→ **Given entries**
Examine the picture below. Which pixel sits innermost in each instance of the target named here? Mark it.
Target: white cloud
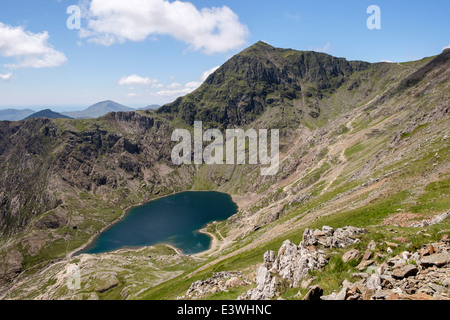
(6, 77)
(134, 79)
(174, 93)
(31, 50)
(175, 85)
(209, 30)
(176, 89)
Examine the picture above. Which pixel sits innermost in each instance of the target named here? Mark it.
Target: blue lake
(173, 220)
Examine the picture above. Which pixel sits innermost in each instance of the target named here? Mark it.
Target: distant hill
(151, 107)
(14, 114)
(47, 114)
(98, 110)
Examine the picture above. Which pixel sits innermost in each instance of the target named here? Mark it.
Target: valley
(359, 143)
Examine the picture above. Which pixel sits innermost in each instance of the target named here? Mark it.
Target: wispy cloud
(30, 50)
(176, 89)
(6, 76)
(134, 79)
(209, 30)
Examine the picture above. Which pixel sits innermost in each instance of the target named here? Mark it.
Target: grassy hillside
(360, 142)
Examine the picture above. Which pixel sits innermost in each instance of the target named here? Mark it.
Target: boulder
(405, 271)
(350, 255)
(314, 294)
(437, 259)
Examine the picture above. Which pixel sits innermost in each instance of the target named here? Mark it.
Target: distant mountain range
(151, 107)
(47, 114)
(94, 111)
(98, 110)
(14, 114)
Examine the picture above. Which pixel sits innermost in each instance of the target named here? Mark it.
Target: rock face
(219, 282)
(350, 255)
(400, 279)
(293, 262)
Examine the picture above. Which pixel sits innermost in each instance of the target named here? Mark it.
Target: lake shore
(214, 241)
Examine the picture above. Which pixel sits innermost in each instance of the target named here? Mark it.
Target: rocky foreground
(420, 275)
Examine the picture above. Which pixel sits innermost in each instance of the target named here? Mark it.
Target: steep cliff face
(258, 78)
(352, 133)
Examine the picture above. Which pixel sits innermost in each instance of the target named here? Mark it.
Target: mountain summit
(98, 110)
(261, 77)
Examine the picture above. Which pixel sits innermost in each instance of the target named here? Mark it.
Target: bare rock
(350, 255)
(405, 272)
(314, 294)
(438, 259)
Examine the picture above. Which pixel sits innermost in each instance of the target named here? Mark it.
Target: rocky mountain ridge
(357, 140)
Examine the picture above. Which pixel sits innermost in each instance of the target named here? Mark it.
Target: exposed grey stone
(350, 255)
(314, 294)
(437, 259)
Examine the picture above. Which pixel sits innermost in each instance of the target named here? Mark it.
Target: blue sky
(141, 52)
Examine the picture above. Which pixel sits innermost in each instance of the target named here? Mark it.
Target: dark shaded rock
(405, 272)
(314, 294)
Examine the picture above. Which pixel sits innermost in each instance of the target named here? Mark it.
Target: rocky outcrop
(293, 263)
(11, 266)
(219, 282)
(409, 276)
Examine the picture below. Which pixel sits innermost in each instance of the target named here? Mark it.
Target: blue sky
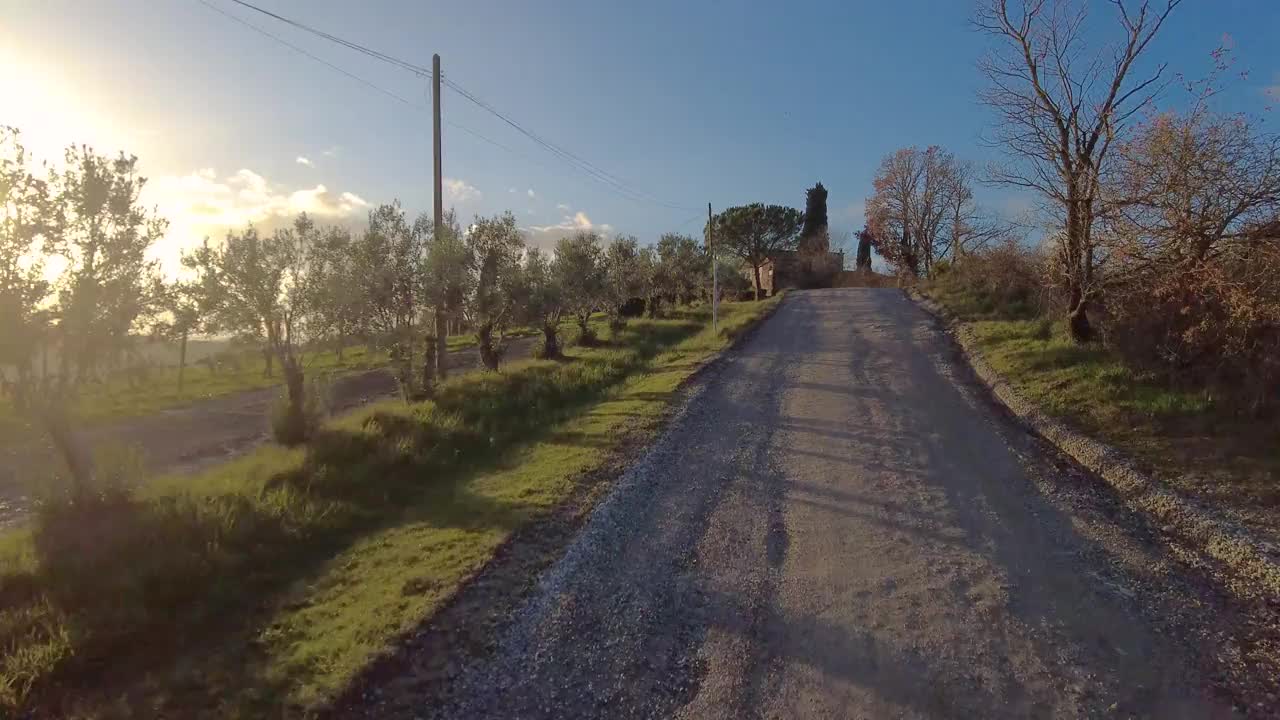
(691, 101)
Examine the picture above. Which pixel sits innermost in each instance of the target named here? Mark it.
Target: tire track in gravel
(837, 524)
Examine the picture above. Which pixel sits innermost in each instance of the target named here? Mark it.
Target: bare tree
(1060, 106)
(920, 203)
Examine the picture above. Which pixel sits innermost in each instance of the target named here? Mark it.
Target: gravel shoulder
(184, 440)
(839, 523)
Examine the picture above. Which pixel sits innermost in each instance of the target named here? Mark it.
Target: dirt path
(201, 434)
(840, 524)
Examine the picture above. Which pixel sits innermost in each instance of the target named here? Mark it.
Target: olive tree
(622, 279)
(493, 247)
(24, 219)
(755, 232)
(543, 302)
(580, 273)
(255, 286)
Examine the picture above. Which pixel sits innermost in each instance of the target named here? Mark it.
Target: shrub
(291, 429)
(586, 337)
(1005, 282)
(1215, 323)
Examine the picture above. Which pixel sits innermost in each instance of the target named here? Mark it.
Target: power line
(316, 58)
(356, 46)
(603, 176)
(583, 165)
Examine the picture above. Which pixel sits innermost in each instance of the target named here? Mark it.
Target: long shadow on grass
(179, 589)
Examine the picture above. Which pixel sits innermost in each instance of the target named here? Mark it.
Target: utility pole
(711, 245)
(442, 340)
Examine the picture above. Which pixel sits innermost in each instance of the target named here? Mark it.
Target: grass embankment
(1196, 443)
(264, 586)
(119, 396)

→ **How to complete this task**
All of the material goes into the answer exactly as it stands, except for the pictures.

→ **Answer area**
Examine the picture below. Which pixel sits innermost in each instance of the target named here? Mark it.
Target: white cloud
(6, 77)
(134, 79)
(174, 93)
(31, 50)
(175, 85)
(209, 30)
(176, 89)
Examine the picture above. Which pixel sits innermost in each instance of the target named here? Mark it.
Target: blue lake
(173, 220)
Examine the picture above. Which pixel sits innermost in each instance of the target named here? Mark it.
Target: distant hill
(151, 107)
(14, 114)
(47, 114)
(98, 110)
Examine the picture above. Which pixel sits innermost in each instance of the target named here? Mark it.
Target: valley
(359, 143)
Examine the picture above. Which pixel sits innermost in each instance of the target named here? Mark it.
Target: wispy cloud
(30, 50)
(176, 89)
(6, 76)
(134, 79)
(209, 30)
Examine the picture above. Which pixel sits innermost in each instance of the target named here? Mark it.
Target: grassy hillside
(360, 142)
Examine the picture above. Which pixel sits innermost in each instance of the target named here? Mark it.
Target: boulder
(405, 271)
(350, 255)
(314, 294)
(437, 259)
Examine the picture above. Which pixel sits innermost in each instance of the target named here? Mark it.
Target: distant mountain range
(151, 107)
(47, 114)
(94, 111)
(98, 110)
(14, 114)
Examine the picture above. Which pixel sits innermost in each instance of the target named here? Mark it.
Target: rock face
(219, 282)
(350, 255)
(400, 279)
(293, 262)
Examine the picture above. Which pixel sits innermost in each instance of the target named here? Mark it.
Target: lake shore
(214, 241)
Examine the picture above. Which pixel sits innermost in each instance of the target named here? Mark it.
Target: rocky foreground
(420, 275)
Examine the picture above. Which pixel sits innermost in each instance of the target named here? Mark it.
Target: steep cliff face
(258, 78)
(352, 133)
Examine the picture above. Which pixel sits innermost in each instance of the target named here? Mark it.
Target: mountain summit
(98, 110)
(261, 77)
Examine the picture above. Which pixel sits innermost in each instance of the target named here? Mark it.
Target: bare rock
(350, 255)
(405, 272)
(314, 294)
(438, 259)
Examine the picture above. Which pixel sits innermost in each instance of the target named here? Mark it.
Target: rocky mountain ridge
(357, 140)
Examine the picture above. Which pixel sits innermost in each instance of the target named here? Mark it.
Target: exposed grey stone
(350, 255)
(314, 294)
(437, 259)
Examine the picture above. Which pixel sits innermost in each instance of the target named here? Mark it.
Target: blue sky
(141, 52)
Examine the picture above. Which pixel sits innermost in each instance of the target named here? Mark it.
Target: dark shaded rock
(405, 272)
(314, 294)
Examine the picture above. Which pixel sits innermost in each instance of the target named here? Mark it.
Target: rocky outcrop
(293, 263)
(11, 266)
(219, 282)
(409, 276)
Examine the picture below. Which pixel sits innermost in each instance of the target named here? Mark it.
Target: blue sky
(691, 101)
Examine the picture above. Which pixel sits innermost in each instance of the target named here? Mark it.
Target: tire track in gravel
(837, 524)
Examine the picture above. Which pixel sits innermost in each instance of the target named here? Mark it.
Target: bare tree
(1060, 106)
(920, 203)
Examine the picture above. Which pixel sits innermost in each instance of the target named here? Mark it.
Target: gravel shoulder
(184, 440)
(839, 523)
Examine the picture above. Which pixel sits innermost in each instance of the target named here? Mark it.
Target: dirt path
(201, 434)
(840, 524)
Examine the picture above. Which pixel sits innermost in each instance of the target named here? Mark it.
Target: olive tree
(622, 279)
(493, 247)
(24, 219)
(755, 232)
(543, 302)
(580, 273)
(255, 286)
Examine the picture above. Which pixel sits innermost in each instance of the target named here? Mark it.
Target: shrub
(291, 429)
(586, 337)
(1005, 282)
(1215, 323)
Examine the picture above. Which pixel sits innermost in each instance of the target named here? Mark it.
Target: power line
(316, 58)
(356, 46)
(603, 176)
(583, 165)
Examine the picture above. Which pixel sits innermost in each instance of the target named here? Mark it.
Target: long shadow on grass
(179, 589)
Examine the picture above. Which pixel sits innermost in each instance of the target named here? Mark it.
Target: utility pole
(711, 245)
(442, 340)
Examine the picture above. Which pixel sits innermost in each instance of the target named here? Mark it.
Target: grass embankment
(1196, 443)
(264, 586)
(119, 396)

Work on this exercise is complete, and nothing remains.